GOAL
Repeat exactly the lines below, from the line containing "Where can the apple half" through the last line, both included. Leave out any pictures.

RECORDS PROVIDED
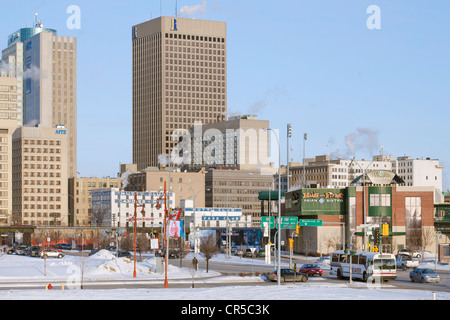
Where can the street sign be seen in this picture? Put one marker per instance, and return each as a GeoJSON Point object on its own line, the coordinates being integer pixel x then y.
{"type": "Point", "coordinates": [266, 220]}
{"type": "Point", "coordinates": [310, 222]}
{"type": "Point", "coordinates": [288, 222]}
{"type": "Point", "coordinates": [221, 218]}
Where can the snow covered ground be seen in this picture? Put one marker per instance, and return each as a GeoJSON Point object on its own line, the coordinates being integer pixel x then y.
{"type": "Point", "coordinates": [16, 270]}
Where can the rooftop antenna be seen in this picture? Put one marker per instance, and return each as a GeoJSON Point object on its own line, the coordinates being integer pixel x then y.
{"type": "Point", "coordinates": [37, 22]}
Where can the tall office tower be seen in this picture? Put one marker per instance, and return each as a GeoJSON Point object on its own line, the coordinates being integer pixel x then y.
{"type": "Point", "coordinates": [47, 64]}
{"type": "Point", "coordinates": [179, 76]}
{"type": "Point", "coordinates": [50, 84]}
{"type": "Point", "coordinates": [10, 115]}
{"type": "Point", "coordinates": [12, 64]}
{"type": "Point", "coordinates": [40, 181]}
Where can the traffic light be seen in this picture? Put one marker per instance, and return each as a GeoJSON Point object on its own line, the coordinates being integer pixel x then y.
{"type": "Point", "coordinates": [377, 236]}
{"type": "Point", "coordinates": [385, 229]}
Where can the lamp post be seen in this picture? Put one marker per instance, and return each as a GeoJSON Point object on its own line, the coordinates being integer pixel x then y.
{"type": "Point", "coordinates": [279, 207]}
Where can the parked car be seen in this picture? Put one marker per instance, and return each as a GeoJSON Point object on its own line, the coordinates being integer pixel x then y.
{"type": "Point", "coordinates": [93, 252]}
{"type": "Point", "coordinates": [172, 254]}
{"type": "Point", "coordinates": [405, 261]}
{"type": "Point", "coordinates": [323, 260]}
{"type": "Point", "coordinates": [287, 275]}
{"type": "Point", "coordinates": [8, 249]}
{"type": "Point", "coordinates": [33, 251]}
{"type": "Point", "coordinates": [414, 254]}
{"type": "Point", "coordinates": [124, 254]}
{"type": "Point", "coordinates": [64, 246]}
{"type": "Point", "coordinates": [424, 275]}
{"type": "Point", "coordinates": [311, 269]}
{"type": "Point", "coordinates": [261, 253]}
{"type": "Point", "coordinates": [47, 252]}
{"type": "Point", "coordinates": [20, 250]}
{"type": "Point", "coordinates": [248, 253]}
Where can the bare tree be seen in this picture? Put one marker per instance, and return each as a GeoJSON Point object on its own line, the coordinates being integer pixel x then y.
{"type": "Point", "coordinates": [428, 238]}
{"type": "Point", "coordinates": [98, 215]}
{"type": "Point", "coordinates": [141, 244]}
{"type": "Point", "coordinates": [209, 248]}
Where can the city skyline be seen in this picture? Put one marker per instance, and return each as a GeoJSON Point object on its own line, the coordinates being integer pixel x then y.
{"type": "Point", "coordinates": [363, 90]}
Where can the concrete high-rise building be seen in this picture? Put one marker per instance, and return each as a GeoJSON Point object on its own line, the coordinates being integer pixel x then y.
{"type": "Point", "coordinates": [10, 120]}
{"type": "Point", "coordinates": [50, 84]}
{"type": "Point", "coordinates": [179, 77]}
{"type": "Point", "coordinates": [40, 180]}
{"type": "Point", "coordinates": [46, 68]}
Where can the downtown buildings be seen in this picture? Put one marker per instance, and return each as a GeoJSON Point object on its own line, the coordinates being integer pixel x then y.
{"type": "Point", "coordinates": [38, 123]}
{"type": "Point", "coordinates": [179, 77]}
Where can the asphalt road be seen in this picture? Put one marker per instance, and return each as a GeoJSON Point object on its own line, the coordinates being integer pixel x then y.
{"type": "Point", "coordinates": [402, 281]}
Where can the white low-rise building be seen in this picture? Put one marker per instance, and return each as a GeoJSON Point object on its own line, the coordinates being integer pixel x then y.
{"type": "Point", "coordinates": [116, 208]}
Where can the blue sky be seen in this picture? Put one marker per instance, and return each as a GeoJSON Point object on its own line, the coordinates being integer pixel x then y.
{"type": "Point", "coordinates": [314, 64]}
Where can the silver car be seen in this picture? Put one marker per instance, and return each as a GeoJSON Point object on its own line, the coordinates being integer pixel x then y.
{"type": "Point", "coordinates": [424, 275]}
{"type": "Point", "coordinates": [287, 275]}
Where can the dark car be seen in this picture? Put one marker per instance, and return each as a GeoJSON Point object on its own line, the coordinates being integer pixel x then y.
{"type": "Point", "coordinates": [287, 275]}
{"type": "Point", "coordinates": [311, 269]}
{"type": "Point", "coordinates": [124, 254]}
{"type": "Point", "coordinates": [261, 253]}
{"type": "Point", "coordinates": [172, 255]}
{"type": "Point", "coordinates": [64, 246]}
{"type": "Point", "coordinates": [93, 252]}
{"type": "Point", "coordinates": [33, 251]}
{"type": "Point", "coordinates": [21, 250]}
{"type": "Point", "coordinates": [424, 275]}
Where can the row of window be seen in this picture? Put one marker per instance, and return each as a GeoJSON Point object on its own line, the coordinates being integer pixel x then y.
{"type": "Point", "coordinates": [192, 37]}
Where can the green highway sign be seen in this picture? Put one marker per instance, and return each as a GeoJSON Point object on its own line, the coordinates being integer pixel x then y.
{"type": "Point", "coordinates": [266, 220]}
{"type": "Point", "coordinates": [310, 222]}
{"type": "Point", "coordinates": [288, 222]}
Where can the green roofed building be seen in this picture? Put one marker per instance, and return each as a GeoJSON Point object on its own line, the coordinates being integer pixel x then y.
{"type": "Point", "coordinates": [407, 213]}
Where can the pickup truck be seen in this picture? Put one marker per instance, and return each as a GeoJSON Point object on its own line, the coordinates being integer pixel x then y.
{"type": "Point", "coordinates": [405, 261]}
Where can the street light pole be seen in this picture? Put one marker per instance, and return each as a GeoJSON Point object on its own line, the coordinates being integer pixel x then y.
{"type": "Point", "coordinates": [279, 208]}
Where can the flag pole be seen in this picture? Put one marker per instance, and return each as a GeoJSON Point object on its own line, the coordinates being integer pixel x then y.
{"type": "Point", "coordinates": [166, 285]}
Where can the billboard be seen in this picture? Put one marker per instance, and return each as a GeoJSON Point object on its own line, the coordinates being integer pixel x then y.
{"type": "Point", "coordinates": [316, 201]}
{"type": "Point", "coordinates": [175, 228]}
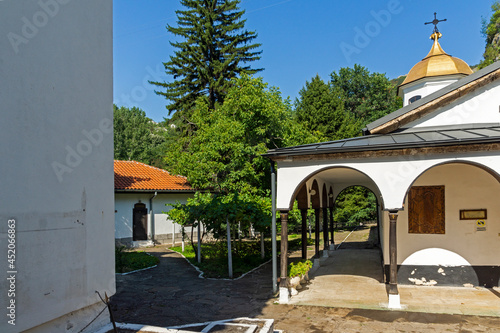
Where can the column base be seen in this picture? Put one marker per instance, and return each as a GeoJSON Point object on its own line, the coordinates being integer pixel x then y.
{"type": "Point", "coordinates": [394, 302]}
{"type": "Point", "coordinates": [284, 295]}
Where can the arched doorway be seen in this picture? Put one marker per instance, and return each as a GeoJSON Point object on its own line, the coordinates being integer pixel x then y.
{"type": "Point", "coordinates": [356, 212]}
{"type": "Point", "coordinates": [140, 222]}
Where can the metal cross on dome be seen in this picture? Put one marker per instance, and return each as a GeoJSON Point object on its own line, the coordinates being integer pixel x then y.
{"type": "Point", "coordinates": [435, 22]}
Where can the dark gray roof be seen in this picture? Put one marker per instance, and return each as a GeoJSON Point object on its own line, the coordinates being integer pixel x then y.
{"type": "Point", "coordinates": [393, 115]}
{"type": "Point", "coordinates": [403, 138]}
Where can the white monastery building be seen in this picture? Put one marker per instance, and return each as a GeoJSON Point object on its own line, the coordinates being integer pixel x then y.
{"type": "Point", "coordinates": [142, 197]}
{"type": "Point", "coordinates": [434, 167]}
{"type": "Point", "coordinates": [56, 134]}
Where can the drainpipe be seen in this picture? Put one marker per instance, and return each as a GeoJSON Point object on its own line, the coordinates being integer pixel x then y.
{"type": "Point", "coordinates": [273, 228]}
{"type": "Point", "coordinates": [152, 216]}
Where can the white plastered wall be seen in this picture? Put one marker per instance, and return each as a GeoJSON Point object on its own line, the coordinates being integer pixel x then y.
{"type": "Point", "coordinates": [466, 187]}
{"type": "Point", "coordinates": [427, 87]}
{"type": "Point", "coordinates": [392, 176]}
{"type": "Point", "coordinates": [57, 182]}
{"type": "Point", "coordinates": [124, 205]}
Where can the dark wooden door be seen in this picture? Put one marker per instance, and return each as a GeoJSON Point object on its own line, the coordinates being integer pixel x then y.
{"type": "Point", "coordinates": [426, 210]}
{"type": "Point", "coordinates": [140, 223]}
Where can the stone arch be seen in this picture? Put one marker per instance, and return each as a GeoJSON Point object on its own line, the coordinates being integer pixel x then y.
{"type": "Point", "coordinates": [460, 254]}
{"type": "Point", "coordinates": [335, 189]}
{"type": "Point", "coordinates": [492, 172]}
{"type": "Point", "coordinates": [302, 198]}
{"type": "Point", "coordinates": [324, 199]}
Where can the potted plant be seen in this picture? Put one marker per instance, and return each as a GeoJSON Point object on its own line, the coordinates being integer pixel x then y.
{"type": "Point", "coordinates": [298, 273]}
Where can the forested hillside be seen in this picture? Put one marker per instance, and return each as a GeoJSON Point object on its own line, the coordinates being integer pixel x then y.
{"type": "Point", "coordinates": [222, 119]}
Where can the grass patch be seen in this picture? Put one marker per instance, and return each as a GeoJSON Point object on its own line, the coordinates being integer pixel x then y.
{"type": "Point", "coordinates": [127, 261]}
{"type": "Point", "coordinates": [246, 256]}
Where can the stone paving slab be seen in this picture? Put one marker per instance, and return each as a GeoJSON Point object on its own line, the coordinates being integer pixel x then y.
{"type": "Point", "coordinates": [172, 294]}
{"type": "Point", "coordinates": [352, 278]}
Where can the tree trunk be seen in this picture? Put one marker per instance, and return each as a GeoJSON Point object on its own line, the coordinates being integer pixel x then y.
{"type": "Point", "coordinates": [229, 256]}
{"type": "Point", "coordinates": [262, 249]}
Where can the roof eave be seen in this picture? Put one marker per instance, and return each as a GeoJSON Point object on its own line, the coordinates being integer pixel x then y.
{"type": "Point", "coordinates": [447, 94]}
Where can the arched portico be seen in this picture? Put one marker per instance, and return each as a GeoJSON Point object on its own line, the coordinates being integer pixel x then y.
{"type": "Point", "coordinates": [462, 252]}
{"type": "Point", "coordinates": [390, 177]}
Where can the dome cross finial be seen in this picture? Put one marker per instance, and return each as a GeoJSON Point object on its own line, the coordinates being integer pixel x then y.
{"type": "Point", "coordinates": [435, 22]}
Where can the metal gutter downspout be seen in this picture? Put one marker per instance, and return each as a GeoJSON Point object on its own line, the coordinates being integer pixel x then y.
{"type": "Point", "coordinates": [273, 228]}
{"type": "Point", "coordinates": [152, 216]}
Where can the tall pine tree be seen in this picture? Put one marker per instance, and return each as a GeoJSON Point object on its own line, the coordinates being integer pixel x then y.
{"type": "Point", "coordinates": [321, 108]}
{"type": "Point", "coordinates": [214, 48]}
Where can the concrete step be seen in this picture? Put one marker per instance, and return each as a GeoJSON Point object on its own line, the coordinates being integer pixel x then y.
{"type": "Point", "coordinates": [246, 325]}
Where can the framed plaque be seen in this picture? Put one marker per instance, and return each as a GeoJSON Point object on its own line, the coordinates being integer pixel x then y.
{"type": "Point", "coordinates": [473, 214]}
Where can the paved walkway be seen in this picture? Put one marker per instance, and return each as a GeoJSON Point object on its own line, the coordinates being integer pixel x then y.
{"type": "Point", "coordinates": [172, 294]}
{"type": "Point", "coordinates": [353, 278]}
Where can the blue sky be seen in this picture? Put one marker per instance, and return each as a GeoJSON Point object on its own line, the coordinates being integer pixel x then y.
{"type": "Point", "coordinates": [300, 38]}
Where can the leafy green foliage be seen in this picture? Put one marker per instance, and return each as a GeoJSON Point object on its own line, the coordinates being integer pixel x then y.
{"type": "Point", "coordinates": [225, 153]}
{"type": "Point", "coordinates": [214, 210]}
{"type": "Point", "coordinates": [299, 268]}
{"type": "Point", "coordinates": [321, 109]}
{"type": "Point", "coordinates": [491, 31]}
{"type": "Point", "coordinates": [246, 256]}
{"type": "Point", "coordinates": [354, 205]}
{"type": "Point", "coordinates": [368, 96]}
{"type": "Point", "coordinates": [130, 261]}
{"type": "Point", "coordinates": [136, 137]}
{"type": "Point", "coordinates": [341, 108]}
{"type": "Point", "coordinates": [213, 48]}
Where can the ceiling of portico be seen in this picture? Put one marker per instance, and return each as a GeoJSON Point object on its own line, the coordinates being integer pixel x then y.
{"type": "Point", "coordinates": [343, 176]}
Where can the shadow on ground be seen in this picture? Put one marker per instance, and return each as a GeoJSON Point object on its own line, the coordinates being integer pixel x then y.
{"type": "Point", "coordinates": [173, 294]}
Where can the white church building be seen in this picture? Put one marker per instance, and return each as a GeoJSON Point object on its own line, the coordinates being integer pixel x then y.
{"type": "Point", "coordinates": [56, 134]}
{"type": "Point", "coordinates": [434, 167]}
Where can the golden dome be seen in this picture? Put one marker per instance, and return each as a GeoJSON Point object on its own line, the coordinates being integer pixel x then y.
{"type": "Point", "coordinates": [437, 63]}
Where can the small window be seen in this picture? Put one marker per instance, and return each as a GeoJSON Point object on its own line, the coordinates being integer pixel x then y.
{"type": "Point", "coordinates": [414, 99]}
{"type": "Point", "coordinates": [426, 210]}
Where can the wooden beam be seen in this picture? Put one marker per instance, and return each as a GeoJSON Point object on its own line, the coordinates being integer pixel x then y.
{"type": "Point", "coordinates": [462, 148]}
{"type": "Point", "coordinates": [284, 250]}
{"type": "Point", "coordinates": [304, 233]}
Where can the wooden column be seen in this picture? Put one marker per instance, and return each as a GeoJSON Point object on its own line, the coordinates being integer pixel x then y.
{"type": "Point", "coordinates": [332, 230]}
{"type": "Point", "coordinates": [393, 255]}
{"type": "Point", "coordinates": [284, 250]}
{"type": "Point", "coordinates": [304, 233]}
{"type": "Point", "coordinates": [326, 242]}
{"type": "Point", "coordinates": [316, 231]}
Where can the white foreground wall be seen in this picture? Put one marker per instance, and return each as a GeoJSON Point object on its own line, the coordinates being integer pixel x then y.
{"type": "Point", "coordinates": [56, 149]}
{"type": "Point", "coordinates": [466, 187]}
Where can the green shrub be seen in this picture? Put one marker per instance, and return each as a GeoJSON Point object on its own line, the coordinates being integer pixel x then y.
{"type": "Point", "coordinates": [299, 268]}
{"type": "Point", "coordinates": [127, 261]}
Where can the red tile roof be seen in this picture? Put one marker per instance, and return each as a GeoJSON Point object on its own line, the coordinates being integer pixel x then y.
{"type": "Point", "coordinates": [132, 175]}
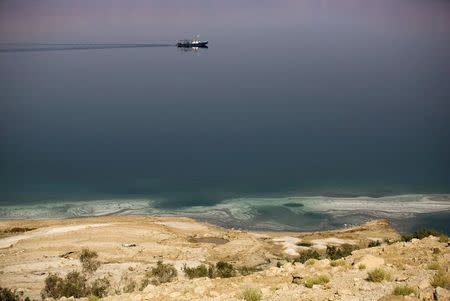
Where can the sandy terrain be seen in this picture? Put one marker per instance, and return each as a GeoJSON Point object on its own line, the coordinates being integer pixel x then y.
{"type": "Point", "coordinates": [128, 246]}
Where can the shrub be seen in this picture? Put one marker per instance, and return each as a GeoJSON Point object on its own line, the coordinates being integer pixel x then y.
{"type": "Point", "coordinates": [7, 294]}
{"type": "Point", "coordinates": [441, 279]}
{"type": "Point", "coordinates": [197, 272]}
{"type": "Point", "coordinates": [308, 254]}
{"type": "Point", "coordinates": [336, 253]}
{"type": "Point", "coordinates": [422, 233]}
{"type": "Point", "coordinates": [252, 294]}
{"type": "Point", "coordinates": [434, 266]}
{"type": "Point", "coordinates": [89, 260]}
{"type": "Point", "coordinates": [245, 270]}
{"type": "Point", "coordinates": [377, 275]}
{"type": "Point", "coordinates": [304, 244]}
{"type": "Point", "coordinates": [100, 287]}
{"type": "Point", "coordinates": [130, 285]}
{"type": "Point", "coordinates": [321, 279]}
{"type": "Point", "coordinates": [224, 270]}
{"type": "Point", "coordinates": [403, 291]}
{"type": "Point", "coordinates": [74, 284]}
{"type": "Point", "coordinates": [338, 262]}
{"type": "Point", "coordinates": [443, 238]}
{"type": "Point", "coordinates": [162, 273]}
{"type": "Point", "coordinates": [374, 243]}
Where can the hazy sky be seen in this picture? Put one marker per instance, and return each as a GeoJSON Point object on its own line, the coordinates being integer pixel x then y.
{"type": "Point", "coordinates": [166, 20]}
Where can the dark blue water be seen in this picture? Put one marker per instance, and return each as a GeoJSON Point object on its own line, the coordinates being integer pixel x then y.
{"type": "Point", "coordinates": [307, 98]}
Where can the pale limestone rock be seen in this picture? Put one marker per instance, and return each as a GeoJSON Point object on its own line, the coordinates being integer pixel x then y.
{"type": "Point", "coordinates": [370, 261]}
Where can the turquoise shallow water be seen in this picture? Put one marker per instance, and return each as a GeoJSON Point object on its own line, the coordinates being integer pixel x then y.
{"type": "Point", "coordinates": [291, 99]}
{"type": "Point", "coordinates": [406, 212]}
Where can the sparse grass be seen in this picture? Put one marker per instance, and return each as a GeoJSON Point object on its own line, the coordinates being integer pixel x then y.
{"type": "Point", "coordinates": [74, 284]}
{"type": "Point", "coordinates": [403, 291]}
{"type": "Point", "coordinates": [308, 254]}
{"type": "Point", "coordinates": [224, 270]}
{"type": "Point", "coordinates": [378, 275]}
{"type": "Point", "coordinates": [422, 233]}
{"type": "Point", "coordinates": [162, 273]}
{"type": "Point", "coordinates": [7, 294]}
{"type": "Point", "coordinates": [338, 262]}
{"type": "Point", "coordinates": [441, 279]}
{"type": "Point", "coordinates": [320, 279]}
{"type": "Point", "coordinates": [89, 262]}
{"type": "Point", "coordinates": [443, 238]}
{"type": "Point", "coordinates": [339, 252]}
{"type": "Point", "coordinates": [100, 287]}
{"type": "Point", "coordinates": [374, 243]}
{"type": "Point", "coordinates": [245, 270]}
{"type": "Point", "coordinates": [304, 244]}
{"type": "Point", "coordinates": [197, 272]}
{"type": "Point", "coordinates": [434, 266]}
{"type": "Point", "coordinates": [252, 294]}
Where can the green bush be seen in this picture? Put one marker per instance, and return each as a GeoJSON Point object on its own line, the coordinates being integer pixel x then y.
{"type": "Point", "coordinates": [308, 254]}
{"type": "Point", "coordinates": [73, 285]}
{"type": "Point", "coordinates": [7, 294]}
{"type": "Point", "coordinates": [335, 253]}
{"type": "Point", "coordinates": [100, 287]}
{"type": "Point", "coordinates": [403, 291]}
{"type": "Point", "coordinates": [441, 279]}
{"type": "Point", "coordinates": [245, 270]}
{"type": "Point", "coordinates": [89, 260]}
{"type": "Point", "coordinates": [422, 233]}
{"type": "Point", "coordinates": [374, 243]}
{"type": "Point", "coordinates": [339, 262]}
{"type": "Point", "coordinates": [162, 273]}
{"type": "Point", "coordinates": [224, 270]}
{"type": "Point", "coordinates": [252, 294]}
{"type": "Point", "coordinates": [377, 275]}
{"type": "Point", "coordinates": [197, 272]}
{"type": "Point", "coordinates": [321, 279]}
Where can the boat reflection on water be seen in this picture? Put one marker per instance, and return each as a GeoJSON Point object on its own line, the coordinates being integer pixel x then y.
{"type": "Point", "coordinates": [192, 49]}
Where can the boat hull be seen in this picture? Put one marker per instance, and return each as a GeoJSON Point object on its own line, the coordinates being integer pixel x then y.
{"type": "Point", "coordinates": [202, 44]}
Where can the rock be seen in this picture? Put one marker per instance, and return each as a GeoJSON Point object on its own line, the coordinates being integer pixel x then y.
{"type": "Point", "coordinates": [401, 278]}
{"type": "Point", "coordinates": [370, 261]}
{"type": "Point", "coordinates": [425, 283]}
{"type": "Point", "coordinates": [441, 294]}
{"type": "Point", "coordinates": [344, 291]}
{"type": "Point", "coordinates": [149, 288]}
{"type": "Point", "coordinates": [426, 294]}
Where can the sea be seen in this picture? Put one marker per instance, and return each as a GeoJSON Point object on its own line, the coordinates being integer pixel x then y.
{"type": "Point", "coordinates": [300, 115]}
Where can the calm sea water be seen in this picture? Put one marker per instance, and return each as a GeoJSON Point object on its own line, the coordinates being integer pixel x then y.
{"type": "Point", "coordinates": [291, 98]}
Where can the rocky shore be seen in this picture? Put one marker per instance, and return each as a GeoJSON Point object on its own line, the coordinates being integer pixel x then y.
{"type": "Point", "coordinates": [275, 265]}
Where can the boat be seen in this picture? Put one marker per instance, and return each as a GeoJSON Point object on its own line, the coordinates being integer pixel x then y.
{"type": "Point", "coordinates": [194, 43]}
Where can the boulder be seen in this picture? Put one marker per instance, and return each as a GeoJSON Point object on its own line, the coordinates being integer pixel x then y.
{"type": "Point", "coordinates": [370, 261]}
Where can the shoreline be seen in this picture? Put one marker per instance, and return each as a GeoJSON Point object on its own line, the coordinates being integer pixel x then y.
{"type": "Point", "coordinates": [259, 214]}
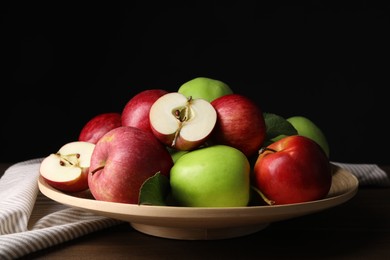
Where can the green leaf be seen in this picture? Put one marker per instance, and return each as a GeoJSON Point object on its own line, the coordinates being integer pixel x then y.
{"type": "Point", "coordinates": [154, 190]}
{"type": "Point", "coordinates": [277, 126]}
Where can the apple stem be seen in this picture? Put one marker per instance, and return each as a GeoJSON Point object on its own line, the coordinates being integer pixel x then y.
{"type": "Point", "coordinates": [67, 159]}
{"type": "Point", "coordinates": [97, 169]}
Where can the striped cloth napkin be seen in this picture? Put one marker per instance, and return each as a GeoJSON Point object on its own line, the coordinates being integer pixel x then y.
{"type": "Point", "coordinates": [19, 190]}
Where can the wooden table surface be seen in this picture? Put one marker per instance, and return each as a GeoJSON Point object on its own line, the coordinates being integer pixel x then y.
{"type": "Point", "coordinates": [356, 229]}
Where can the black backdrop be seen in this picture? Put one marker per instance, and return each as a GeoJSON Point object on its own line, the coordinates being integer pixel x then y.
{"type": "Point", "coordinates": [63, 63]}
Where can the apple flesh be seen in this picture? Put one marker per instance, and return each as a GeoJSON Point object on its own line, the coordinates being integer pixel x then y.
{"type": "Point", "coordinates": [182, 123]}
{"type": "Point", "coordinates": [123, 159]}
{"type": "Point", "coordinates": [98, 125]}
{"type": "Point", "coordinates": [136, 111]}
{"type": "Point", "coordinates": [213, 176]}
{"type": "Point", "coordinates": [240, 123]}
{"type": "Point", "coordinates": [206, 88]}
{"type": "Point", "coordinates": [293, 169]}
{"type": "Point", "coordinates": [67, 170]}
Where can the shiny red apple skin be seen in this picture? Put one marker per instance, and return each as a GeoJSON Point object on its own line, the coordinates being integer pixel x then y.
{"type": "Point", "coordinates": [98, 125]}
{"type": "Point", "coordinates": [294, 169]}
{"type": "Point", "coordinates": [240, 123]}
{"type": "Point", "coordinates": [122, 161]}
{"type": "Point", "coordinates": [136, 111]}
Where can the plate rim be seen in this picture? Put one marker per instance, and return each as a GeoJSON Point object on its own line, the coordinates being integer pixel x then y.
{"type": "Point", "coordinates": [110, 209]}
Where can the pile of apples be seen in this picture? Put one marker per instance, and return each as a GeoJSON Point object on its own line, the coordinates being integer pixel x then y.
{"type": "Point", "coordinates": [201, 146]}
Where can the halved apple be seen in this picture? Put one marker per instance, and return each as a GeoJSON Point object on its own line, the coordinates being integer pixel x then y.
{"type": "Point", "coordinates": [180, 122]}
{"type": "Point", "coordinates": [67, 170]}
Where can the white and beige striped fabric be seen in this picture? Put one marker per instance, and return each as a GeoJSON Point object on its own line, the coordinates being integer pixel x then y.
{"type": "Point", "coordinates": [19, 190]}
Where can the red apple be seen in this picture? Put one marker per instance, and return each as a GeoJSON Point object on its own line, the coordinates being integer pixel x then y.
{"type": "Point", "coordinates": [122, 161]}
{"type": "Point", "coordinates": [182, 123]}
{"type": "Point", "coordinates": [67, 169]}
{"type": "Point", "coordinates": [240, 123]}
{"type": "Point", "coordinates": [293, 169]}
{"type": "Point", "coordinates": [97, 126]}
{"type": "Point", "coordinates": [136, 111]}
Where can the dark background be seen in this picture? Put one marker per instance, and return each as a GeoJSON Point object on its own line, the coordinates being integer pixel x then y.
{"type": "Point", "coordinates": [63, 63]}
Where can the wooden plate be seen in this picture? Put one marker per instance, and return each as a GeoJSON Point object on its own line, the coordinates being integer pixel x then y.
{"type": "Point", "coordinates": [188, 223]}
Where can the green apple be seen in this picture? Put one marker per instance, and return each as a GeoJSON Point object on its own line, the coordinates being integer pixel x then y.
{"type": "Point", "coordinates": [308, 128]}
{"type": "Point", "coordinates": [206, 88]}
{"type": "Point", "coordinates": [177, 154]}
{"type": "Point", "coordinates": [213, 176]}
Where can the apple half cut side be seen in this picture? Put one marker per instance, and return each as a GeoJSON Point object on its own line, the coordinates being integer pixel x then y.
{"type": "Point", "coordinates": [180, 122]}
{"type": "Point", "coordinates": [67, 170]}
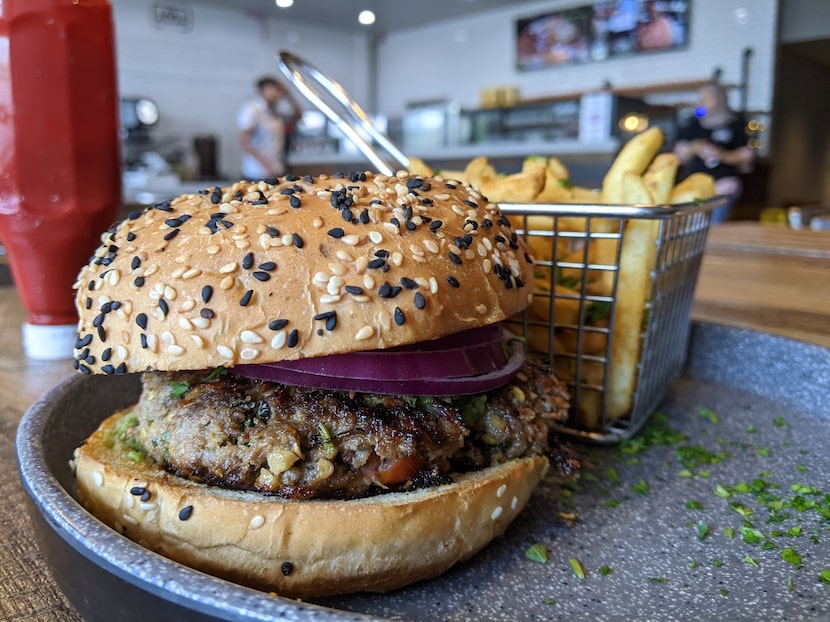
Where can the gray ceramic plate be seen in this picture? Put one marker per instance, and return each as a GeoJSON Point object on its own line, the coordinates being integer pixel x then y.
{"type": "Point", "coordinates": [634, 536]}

RESULT
Where can the apple half cut side be seen in this picture? Put one marker per instance, and return each as a GeoJSON Point object on its own line, the coordinates being integer pixel x then y.
{"type": "Point", "coordinates": [180, 122]}
{"type": "Point", "coordinates": [67, 170]}
Where can the gray ceramic plate be seen in this picture? Put one marker per instance, and return each as a GeoJSON Point object on its own line, the coordinates being integer pixel x then y.
{"type": "Point", "coordinates": [634, 536]}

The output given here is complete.